▸ **Selected passage**

"""

So it doesn’t mean you shouldn’t do them. It just means you have to be pragmatic about what you should expect from them. So if there is a partnership you want, we oftentimes act as sort of a concierge into this wildly complex 15,000 person company which we sort of know how to navigate and from the outside it’s probably extremely hard to figure out who to get to if you want to talk about partnership around one particular product line. So we can definitely do that. But like I said, I think it's best oftentimes if it’s much more open-ended and it’s just, “Hey, we're in this space. We’d love to meet this VC that we both know. Thought we should get to know each other. Not looking for funding, not looking to sell but would love to grab coffee and just talk about what we’re doing.”

"""

▸ **Problem to work on**
Answer these questions on the partnerships passage:
(a) What does the speaker say you have to be about what you should expect from them?
(b) How many people does the company described in the passage have?
(c) In the sample open-ended message, what two things does the sender say they are not looking for?

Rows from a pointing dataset
"""

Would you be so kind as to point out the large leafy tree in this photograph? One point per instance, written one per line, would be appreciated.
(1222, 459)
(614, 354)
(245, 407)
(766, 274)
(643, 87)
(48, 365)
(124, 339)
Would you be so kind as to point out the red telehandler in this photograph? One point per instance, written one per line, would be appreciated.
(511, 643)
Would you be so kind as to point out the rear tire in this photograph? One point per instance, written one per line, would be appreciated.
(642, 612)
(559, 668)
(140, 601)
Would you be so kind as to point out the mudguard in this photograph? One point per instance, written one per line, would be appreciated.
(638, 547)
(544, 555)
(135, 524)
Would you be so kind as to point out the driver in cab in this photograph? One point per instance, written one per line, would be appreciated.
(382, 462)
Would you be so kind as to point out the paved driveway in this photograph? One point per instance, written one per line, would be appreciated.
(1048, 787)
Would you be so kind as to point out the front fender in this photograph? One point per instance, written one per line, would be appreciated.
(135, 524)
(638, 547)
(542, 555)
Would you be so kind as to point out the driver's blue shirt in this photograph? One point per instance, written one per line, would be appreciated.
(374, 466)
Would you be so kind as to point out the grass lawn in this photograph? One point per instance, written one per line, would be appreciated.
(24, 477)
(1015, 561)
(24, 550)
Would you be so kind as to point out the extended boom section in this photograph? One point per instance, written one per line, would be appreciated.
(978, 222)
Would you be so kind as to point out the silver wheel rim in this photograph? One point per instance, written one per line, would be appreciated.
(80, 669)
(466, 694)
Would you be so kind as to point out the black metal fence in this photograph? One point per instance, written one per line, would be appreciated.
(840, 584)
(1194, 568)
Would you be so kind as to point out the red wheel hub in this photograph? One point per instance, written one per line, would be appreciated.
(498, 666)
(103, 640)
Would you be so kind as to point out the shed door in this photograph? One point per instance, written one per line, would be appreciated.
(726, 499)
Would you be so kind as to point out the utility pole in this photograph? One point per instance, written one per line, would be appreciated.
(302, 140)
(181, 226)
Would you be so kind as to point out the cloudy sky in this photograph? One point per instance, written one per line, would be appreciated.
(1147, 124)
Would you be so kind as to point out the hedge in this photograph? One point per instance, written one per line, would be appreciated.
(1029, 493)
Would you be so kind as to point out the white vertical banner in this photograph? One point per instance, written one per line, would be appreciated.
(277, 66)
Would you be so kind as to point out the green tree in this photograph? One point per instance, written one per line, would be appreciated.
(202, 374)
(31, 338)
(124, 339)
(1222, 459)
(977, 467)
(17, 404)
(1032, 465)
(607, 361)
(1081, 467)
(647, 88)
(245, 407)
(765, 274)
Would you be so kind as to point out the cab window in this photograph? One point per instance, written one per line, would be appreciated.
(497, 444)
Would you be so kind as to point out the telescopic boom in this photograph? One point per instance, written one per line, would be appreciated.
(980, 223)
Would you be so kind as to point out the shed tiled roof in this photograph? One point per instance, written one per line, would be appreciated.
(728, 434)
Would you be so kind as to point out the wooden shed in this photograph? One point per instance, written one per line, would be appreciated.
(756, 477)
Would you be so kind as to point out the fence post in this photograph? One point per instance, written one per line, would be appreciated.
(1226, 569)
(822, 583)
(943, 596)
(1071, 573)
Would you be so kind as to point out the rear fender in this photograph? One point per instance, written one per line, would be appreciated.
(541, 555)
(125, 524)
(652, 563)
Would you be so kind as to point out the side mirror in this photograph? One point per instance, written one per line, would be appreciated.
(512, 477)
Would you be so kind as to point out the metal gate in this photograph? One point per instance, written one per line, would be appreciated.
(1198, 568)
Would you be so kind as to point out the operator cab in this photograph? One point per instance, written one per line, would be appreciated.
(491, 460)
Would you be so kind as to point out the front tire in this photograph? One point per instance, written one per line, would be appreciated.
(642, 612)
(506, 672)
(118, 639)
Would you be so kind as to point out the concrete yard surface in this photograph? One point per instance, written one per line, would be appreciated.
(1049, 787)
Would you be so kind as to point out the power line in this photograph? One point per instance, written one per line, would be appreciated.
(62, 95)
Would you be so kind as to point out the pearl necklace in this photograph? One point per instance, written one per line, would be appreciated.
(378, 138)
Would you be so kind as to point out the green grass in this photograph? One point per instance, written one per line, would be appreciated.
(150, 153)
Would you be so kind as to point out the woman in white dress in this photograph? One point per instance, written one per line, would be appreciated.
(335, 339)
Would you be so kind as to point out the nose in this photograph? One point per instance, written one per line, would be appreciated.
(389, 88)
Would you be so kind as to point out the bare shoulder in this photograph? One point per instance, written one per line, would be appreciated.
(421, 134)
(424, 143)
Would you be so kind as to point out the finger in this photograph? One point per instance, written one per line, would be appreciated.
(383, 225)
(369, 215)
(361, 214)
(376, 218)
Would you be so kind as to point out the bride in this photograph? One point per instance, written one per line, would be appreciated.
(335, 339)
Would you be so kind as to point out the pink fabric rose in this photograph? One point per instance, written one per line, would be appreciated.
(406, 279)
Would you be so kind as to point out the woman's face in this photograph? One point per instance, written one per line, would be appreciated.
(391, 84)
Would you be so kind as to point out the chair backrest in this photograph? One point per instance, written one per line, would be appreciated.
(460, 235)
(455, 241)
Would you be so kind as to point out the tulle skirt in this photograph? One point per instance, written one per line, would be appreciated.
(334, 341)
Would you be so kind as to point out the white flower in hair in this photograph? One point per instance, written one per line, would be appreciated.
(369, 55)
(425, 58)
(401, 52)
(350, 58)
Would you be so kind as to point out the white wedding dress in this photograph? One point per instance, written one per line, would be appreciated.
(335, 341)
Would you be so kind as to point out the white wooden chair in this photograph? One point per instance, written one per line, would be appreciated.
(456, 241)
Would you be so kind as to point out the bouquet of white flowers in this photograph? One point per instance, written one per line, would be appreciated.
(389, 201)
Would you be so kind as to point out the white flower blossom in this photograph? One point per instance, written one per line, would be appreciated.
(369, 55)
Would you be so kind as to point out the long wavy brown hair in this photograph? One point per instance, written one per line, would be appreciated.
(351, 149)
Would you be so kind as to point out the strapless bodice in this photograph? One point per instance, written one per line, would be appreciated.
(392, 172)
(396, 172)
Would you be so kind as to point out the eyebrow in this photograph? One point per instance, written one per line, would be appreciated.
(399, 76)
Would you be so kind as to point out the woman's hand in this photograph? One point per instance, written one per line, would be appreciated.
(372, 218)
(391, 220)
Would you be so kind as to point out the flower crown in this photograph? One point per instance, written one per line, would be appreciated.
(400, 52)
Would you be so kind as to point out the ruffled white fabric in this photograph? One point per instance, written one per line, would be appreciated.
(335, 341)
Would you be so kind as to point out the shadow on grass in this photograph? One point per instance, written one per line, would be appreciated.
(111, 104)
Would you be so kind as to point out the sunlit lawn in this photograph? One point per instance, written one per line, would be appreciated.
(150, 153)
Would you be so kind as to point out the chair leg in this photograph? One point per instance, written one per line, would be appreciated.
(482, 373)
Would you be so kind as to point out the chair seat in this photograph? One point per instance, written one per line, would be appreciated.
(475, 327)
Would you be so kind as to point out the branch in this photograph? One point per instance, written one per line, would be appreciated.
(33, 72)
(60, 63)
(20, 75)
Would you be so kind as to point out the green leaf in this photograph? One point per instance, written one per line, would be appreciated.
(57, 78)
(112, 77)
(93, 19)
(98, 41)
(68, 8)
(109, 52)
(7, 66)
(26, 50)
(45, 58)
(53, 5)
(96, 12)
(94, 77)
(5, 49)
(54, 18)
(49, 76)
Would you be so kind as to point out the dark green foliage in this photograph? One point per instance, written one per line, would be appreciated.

"""

▸ **Correct output**
(a) Pragmatic.
(b) 15,000.
(c) Funding and a sale.